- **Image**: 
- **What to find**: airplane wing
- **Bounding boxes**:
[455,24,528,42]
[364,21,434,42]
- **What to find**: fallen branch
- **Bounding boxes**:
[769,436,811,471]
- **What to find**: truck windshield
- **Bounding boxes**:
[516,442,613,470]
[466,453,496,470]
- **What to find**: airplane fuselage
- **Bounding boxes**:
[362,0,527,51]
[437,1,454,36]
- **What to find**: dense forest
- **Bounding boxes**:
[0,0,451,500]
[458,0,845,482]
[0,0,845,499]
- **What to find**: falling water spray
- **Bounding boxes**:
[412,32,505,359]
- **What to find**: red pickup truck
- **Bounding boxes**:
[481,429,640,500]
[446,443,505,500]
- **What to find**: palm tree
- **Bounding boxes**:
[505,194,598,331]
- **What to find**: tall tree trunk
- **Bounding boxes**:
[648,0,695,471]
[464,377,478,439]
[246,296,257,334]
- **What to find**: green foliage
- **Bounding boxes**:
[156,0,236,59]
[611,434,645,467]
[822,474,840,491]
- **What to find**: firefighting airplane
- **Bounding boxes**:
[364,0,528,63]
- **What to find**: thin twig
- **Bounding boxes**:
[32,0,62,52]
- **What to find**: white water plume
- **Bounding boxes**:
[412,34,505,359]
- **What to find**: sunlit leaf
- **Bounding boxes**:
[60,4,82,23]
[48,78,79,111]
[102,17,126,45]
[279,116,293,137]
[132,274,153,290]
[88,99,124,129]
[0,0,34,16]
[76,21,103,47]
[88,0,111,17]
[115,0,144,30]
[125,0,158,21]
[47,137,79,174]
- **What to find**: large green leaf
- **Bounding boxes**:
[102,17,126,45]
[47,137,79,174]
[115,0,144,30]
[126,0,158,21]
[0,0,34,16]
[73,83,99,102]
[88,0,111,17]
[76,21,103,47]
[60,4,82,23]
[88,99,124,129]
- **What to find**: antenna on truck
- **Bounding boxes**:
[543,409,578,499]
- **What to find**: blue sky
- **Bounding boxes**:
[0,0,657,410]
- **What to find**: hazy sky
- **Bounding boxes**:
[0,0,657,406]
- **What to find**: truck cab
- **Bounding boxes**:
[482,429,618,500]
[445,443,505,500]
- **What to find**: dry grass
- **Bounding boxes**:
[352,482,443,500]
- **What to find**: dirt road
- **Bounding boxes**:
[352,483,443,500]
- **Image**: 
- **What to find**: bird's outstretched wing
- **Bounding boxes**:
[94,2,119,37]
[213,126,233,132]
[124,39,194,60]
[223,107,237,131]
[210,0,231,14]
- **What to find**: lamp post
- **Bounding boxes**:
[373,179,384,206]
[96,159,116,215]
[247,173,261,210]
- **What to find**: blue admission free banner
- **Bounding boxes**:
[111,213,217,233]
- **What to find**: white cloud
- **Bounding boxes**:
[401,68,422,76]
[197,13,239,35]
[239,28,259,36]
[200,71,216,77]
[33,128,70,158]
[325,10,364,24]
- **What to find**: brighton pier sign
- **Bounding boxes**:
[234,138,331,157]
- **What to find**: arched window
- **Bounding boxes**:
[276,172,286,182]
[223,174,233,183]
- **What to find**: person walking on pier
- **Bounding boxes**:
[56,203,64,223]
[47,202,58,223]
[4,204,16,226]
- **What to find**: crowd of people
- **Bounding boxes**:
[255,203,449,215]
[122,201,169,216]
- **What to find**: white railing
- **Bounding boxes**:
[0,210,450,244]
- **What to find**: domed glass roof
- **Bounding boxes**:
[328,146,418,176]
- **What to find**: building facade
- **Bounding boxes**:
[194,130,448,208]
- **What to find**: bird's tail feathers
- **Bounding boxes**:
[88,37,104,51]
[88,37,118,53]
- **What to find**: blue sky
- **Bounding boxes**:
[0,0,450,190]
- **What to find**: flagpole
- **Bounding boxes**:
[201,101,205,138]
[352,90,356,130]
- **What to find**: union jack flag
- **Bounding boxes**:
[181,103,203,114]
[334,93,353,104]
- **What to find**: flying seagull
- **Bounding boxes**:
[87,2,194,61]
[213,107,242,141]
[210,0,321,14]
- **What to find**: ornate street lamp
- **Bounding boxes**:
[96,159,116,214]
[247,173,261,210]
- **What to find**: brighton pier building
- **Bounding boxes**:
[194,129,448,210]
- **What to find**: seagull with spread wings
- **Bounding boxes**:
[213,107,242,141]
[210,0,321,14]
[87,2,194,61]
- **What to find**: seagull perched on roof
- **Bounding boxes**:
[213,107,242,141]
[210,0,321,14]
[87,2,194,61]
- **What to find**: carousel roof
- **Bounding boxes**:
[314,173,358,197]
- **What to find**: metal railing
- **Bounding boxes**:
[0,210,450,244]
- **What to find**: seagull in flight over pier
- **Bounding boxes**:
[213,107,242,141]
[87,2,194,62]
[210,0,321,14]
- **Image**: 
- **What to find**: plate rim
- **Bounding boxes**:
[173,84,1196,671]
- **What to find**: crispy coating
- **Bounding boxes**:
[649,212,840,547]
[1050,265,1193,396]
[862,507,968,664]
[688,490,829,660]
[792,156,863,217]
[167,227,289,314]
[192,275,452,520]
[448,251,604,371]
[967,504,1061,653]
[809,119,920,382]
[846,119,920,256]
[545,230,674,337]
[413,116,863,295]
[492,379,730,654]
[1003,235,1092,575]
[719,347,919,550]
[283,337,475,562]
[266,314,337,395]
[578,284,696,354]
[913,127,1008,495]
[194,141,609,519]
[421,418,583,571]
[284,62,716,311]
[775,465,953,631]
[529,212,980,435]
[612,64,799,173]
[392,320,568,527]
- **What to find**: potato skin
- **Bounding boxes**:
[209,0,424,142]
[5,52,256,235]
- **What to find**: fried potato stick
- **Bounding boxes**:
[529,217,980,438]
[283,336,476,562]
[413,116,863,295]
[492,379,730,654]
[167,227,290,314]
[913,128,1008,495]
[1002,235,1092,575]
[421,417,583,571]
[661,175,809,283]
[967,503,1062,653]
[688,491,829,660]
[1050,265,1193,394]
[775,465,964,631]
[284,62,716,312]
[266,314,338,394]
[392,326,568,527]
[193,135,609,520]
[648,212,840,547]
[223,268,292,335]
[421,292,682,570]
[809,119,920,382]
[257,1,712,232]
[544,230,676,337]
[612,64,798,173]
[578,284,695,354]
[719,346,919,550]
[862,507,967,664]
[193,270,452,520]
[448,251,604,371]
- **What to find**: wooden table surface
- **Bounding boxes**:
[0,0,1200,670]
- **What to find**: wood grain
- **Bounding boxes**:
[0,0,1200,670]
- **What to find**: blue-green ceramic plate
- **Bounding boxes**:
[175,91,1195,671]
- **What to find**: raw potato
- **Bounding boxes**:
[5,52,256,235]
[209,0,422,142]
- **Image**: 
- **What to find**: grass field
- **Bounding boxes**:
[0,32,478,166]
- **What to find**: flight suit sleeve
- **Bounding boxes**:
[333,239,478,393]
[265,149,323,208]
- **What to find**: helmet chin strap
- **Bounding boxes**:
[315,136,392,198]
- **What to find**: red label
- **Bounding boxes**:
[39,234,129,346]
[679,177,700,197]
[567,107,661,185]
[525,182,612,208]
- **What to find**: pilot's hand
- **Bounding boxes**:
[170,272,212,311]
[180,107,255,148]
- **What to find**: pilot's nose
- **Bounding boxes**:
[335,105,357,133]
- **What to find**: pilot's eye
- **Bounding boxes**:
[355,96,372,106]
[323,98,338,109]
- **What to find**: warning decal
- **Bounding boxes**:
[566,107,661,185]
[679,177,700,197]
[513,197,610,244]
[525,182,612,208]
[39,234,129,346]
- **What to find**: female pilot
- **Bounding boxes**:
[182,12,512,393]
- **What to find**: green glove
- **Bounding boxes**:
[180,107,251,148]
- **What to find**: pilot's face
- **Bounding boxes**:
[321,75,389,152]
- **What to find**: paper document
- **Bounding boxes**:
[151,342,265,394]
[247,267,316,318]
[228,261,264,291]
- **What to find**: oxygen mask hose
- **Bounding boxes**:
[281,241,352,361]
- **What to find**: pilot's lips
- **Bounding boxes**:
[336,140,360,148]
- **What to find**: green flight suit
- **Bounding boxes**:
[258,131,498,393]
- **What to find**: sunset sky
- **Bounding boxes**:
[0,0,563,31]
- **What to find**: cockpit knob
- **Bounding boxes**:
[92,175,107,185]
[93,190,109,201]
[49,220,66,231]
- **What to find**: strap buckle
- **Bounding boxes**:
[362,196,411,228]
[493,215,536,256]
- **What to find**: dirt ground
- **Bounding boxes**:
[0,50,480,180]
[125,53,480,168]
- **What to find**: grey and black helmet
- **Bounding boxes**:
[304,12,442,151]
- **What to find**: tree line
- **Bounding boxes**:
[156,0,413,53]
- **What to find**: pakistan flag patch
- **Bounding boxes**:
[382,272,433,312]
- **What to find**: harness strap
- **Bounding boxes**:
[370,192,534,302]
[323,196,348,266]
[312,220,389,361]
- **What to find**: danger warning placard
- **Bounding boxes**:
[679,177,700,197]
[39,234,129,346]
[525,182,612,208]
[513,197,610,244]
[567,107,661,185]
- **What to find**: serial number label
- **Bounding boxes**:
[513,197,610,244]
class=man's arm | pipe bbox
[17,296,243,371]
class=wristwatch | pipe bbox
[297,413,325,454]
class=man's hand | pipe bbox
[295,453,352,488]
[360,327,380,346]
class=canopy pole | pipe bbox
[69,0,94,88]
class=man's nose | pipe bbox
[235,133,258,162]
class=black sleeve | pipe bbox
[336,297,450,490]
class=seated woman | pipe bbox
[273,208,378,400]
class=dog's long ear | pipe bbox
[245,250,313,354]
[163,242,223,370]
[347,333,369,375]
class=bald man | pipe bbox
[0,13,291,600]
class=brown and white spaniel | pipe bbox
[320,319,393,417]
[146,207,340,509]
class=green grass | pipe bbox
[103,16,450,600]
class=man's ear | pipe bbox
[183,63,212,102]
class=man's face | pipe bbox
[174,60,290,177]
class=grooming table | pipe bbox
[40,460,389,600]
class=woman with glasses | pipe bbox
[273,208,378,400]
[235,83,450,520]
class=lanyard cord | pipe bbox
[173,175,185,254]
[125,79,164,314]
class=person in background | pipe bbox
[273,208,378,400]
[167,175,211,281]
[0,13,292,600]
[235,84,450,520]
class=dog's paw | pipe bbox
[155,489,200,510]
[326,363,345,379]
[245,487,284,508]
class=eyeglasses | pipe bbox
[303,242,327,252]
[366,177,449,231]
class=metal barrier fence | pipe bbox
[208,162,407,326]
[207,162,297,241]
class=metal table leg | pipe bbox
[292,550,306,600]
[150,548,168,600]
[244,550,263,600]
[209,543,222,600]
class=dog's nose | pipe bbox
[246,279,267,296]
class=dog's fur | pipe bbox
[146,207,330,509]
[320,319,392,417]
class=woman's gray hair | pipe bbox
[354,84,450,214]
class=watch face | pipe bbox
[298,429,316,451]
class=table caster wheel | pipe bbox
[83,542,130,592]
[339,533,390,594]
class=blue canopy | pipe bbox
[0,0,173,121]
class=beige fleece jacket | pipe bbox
################
__What to work on__
Copy the data from the line containing "- **What to find**: blue-green ceramic plate" up to and including the line containing "[315,136,392,198]". Keep every line unchanged except the bounding box coordinates, which you multiply by 0.65 and round to whole numbers, rounding halves up.

__Complete output__
- **What to find**: blue-green ceramic plate
- **Bounding boxes**:
[114,59,777,436]
- **What to find**: raw potato
- **Bounding boxes**:
[3,34,166,153]
[136,0,274,92]
- **Image**: 
- **What to find**: grass field
- **Bounding boxes**:
[0,21,311,108]
- **What to find**: flight suit sleeve
- **Bounding boxes**:
[216,155,311,255]
[172,97,210,135]
- **What to find**: helmet chin strap
- **Bounding boxes**:
[205,88,255,129]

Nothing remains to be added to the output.